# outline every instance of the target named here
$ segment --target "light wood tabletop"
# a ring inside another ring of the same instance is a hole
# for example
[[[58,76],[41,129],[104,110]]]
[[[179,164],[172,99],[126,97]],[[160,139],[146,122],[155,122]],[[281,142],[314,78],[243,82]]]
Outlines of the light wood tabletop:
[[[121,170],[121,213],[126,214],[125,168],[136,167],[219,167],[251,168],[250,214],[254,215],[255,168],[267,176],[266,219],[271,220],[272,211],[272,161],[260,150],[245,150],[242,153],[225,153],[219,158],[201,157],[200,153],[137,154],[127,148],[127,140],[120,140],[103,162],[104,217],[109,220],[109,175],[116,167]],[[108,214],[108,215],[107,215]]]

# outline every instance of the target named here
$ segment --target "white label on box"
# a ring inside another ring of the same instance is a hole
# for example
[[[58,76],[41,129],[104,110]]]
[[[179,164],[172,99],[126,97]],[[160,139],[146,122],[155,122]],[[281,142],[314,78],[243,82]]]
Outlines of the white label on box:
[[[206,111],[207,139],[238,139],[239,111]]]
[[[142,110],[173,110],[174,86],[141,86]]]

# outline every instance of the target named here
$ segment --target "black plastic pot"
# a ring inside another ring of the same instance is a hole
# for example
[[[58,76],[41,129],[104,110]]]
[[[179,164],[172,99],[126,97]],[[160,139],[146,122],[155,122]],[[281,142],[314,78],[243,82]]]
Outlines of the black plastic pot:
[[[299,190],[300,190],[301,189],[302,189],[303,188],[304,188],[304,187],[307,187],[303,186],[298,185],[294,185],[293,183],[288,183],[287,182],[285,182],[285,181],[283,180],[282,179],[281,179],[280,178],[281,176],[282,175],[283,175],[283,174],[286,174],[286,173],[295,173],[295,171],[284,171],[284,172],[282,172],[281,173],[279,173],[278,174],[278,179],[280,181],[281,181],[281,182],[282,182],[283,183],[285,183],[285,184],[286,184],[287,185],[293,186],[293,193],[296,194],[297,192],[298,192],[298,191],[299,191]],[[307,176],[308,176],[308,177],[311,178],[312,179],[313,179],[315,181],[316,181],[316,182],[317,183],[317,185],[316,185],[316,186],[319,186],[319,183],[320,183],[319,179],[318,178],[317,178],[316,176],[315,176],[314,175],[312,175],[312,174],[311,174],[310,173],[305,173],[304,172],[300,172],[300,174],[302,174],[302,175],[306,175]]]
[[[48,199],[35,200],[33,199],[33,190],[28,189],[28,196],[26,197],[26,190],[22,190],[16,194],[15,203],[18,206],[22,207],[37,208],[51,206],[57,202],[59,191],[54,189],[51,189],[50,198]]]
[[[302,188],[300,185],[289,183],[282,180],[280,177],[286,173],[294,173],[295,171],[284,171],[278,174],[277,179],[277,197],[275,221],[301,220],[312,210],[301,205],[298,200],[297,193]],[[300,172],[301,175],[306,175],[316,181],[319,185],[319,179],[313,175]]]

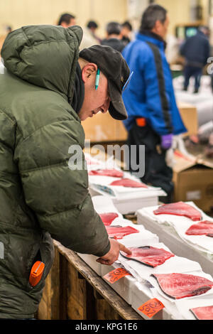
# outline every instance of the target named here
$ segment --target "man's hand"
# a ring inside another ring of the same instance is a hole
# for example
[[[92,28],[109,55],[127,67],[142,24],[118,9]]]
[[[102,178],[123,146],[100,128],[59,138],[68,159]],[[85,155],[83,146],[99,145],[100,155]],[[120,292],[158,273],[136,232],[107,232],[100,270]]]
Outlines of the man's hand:
[[[173,145],[173,136],[172,134],[165,134],[161,136],[161,147],[164,150],[168,150],[172,147]]]
[[[114,239],[109,239],[111,243],[111,248],[108,253],[104,257],[99,257],[96,261],[102,264],[106,264],[106,266],[111,266],[115,261],[116,261],[119,256],[120,250],[125,252],[128,254],[131,254],[131,252],[125,247],[124,244],[120,244]]]

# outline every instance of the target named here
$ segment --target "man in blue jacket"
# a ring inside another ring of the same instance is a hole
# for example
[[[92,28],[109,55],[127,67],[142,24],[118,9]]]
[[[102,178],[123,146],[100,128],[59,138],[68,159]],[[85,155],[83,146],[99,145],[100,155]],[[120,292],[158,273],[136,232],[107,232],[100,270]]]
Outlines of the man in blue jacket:
[[[180,48],[180,54],[185,58],[184,68],[184,90],[187,90],[191,77],[195,77],[195,93],[197,93],[200,85],[202,69],[210,55],[210,45],[208,41],[209,28],[201,26],[194,36],[190,37]]]
[[[170,70],[165,55],[163,38],[168,24],[163,7],[149,6],[142,16],[136,40],[123,50],[133,72],[123,93],[129,115],[124,122],[129,131],[129,165],[131,167],[141,163],[139,146],[145,145],[145,174],[141,180],[160,186],[168,195],[168,202],[172,199],[173,183],[173,171],[165,163],[166,151],[172,146],[173,134],[186,131],[177,107]],[[136,155],[131,154],[131,145],[136,145]]]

Prompt ::
Give every record again exactly, apart from the pictures, which stay out.

Reply to the exercise ::
# outline every instance of the target named here
$ segment --target "light wood tabletop"
# a ring inside another ring of the same instance is a hole
# for example
[[[58,76],[41,129],[104,110]]]
[[[179,164],[172,99],[126,97]],[[160,139],[146,122],[155,122]],[[281,142],[314,78],[243,82]]]
Outlines of the light wood tabletop:
[[[121,170],[121,213],[126,214],[125,168],[136,167],[219,167],[251,168],[250,214],[254,215],[255,168],[267,176],[266,219],[271,220],[272,211],[272,161],[260,150],[245,150],[242,153],[225,153],[219,158],[201,157],[200,153],[137,154],[127,148],[127,140],[120,140],[103,162],[104,217],[109,220],[109,175],[116,167]],[[108,214],[108,215],[107,215]]]

# outline every instance of the target named here
$ segment --target "white label on box"
# a ring inside another ring of the same instance is a hole
# for example
[[[58,76],[41,129],[104,110]]]
[[[179,164],[172,99],[126,97]],[[160,139],[146,122],[155,122]],[[281,142],[314,78],[243,82]]]
Outlines of the white label on box:
[[[206,111],[207,139],[238,139],[239,111]]]
[[[142,110],[173,110],[174,86],[141,86]]]

# outline every instance of the target named here
$ segment --target "black plastic pot"
# a ring inside another ring of the same instance is a hole
# for example
[[[58,76],[41,129],[104,110]]]
[[[179,164],[172,99],[126,97]],[[160,139],[146,122],[155,122]],[[281,142],[314,78],[243,82]]]
Outlines of the black plastic pot:
[[[299,190],[300,190],[301,189],[302,189],[303,188],[304,188],[304,187],[307,187],[303,186],[298,185],[294,185],[293,183],[288,183],[287,182],[285,182],[285,181],[283,180],[282,179],[281,179],[280,178],[281,176],[282,175],[283,175],[283,174],[286,174],[286,173],[295,173],[295,171],[284,171],[284,172],[282,172],[281,173],[279,173],[278,174],[278,179],[280,181],[281,181],[281,182],[282,182],[283,183],[285,183],[285,184],[286,184],[287,185],[293,186],[293,193],[296,194],[297,192],[298,192],[298,191],[299,191]],[[307,176],[308,176],[308,177],[311,178],[312,179],[313,179],[315,181],[316,181],[316,182],[317,183],[317,185],[316,185],[316,186],[319,186],[319,183],[320,183],[319,179],[318,178],[317,178],[316,176],[315,176],[314,175],[312,175],[312,174],[311,174],[310,173],[305,173],[304,172],[300,172],[300,174],[302,174],[302,175],[306,175]]]
[[[48,199],[35,200],[33,199],[33,190],[28,189],[28,196],[26,197],[26,190],[22,190],[16,194],[15,203],[18,206],[22,207],[37,208],[51,206],[57,202],[59,191],[54,189],[51,189],[50,198]]]
[[[302,188],[300,185],[289,183],[282,180],[280,177],[286,173],[294,173],[295,171],[284,171],[278,174],[277,179],[277,197],[275,221],[301,220],[312,210],[301,205],[298,200],[297,193]],[[300,172],[301,175],[306,175],[316,181],[319,185],[319,179],[313,175]]]

# outline every instance of the target named here
$ segment --target "man's hand"
# a ring inside another ring of the same instance is a hole
# for example
[[[92,28],[109,55],[127,67],[142,24],[118,9]]]
[[[102,178],[123,146],[100,128],[59,138],[68,159]],[[85,155],[83,146],[99,145],[100,155]],[[120,292],[158,273],[136,232],[107,232],[100,270]]]
Outlines of the man's hand:
[[[173,145],[173,136],[172,134],[165,134],[161,136],[161,147],[164,150],[168,150],[172,147]]]
[[[114,239],[109,239],[111,243],[111,248],[108,253],[104,257],[99,257],[96,261],[102,264],[106,264],[106,266],[111,266],[115,261],[116,261],[119,256],[120,250],[125,252],[128,254],[131,254],[131,252],[125,247],[124,244],[120,244]]]

# outline every instance of the target named here
$ segment --target "man in blue jacket"
# a ring inside another ring of the same instance is a hole
# for example
[[[92,28],[109,55],[127,67],[142,24],[118,9]]]
[[[102,178],[123,146],[100,128],[59,138],[68,159]],[[85,155],[83,146],[99,145],[100,155]],[[120,292],[158,273],[136,232],[107,232],[100,270]]]
Outlines of the man in blue jacket:
[[[180,48],[180,54],[185,58],[184,68],[184,90],[187,90],[191,77],[195,77],[195,93],[197,93],[200,85],[202,69],[210,55],[210,45],[208,41],[209,28],[201,26],[194,36],[190,37]]]
[[[170,70],[165,55],[163,38],[168,24],[163,7],[149,6],[142,16],[136,40],[123,50],[133,72],[123,93],[129,115],[124,122],[129,131],[129,165],[131,167],[141,163],[139,146],[145,145],[145,174],[141,180],[160,186],[168,195],[168,202],[172,199],[173,183],[173,171],[165,163],[166,151],[172,146],[173,134],[186,131],[177,107]],[[136,155],[131,154],[131,145],[136,145]]]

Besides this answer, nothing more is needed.